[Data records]
((

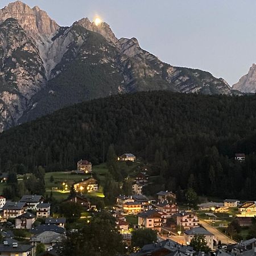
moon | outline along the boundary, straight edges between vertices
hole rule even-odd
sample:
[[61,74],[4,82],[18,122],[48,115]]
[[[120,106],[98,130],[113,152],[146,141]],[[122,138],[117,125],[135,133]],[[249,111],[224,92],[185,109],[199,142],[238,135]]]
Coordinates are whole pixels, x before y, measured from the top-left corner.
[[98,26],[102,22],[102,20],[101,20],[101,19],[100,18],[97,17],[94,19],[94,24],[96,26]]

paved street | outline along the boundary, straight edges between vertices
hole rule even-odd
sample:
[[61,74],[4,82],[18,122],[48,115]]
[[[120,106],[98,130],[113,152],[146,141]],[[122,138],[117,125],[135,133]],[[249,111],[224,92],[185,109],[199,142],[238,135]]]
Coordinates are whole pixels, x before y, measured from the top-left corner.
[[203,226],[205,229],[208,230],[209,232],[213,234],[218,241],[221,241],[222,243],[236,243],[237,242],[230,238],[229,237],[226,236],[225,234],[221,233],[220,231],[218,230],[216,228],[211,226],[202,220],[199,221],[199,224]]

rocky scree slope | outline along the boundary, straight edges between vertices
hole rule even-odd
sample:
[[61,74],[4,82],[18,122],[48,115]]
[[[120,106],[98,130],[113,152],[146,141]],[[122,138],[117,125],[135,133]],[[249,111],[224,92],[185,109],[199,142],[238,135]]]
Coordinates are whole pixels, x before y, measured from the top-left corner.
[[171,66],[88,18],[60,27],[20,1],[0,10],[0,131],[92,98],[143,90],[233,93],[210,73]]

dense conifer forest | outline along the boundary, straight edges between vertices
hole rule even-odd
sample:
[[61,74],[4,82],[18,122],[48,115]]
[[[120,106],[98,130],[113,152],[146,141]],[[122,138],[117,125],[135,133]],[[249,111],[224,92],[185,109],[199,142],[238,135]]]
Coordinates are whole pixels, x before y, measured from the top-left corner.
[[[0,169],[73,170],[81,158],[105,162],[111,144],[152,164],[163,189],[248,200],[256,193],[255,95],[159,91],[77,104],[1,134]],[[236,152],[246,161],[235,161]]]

))

Request: Copy out every one of the data records above line for line, without changing anything. Leave the pictures out of your copy.

Task output:
moon | outline along the boundary, straight edges between vertices
hole rule even-odd
sample:
[[61,74],[4,82],[18,122],[48,115]]
[[[120,106],[98,130],[113,152],[146,141]],[[122,138],[117,125],[135,133]],[[249,111],[224,92],[185,109],[199,142],[238,135]]]
Coordinates are whole pixels, x before y, measured from the top-left corner.
[[98,26],[102,22],[102,20],[101,20],[101,19],[100,18],[97,17],[94,19],[94,24],[96,26]]

paved street | outline along the boundary, straight edges between vertices
hole rule even-odd
sample:
[[61,74],[4,82],[18,122],[48,115]]
[[[120,106],[98,130],[113,152],[146,141]],[[122,138],[117,125],[135,133]],[[249,111],[224,92],[185,109],[199,142],[238,135]]]
Coordinates are whole pixels, x before y, measured from the top-left corner.
[[203,226],[205,229],[208,230],[209,232],[213,234],[218,241],[221,241],[222,243],[236,243],[237,242],[230,238],[229,237],[226,236],[225,234],[221,233],[220,231],[218,230],[216,228],[211,226],[202,220],[199,221],[199,224]]

rocky scree slope | outline along the boundary, straight edges between vertices
hole rule even-odd
sample:
[[61,74],[4,82],[18,122],[48,115]]
[[[120,106],[98,130],[113,152],[146,141]],[[122,138],[117,125],[135,133]],[[249,111],[224,92],[185,109],[199,142],[238,135]]]
Coordinates are whole pixels, x before y, measured from the top-left corner.
[[171,66],[88,18],[60,27],[20,1],[0,10],[0,131],[92,98],[143,90],[233,93],[210,73]]

dense conifer forest | outline along the boundary, straight edges between vertices
hole rule even-odd
sample:
[[61,74],[4,82],[18,122],[48,115]]
[[[120,106],[98,130],[113,152],[146,141]],[[122,138],[117,125],[135,133]],[[249,111],[224,92],[185,109],[199,142],[238,135]]]
Coordinates are whole pixels, x before y, measured from the top-left corner.
[[[0,169],[73,170],[81,158],[105,162],[111,144],[152,164],[163,189],[248,200],[256,193],[255,95],[159,91],[77,104],[1,134]],[[236,152],[246,161],[235,161]]]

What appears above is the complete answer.